GIVEN ENTRIES:
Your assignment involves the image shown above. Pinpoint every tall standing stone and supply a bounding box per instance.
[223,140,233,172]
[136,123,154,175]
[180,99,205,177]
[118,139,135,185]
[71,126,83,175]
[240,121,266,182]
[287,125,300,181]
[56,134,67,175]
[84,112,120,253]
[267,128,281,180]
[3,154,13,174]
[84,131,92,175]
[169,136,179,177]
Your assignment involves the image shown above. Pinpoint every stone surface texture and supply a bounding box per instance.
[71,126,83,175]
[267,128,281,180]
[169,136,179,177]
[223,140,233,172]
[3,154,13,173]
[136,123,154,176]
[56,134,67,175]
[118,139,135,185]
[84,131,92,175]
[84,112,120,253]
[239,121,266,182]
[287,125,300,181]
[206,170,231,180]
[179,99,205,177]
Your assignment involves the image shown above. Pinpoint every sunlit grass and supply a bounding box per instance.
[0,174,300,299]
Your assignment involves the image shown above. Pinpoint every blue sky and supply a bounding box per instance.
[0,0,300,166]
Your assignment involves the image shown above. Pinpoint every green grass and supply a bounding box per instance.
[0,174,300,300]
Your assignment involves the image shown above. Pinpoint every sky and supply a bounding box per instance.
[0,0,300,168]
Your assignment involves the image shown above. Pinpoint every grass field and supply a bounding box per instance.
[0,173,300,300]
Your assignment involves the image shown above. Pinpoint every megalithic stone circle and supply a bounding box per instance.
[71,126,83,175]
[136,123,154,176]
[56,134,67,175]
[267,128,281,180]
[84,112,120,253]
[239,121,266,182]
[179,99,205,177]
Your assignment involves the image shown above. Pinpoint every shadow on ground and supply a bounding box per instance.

PROMPT:
Can you copy all of the data above, line for line, without changing a single character?

OUTPUT OF THE TASK:
Your assignment involves the image shown above. Pinpoint every tall standing stone and supply a bounding box per instance.
[223,140,233,172]
[136,123,154,175]
[180,99,205,177]
[118,139,135,185]
[71,126,83,175]
[240,121,266,182]
[287,125,300,181]
[56,134,67,175]
[84,112,120,253]
[267,128,281,180]
[3,154,13,174]
[84,131,92,175]
[169,136,179,177]
Your assignment involves the image shown above. Pinpoint every stone surface texture and supply a bounding box per instance.
[71,126,83,175]
[267,128,281,180]
[169,136,179,177]
[223,140,233,172]
[3,154,13,173]
[136,123,154,176]
[56,134,67,175]
[118,139,135,185]
[84,131,92,175]
[84,112,120,253]
[239,121,266,182]
[287,125,300,181]
[206,170,231,180]
[179,99,205,177]
Your assignment involves the image shown above. Pinpoint every sunlit grass and supply a bounding box per instance.
[0,174,300,299]
Your assignment involves the image shown above. Pinpoint every blue sky and supply a bounding box per instance.
[0,0,300,166]
Your assignment involves the image shown above. Pinpoint every green grass and supply a bounding box per instance.
[0,174,300,300]
Your assignment involves the image shown above. Pinpoint every sky and supply a bounding box per instance.
[0,0,300,168]
Your assignment involves the image shown above. Pinpoint every grass field and supply a bounding box per instance.
[0,173,300,300]
Your assignment involves the image shown above. Pinpoint every megalithic stone circle and supply a bounding box per instance.
[71,126,83,175]
[136,123,154,176]
[56,134,67,175]
[267,128,281,180]
[84,112,120,253]
[239,121,266,182]
[179,99,205,177]
Your assignment involves the image shown above. Pinpoint every shadow on ground and supply a bounding box per instance.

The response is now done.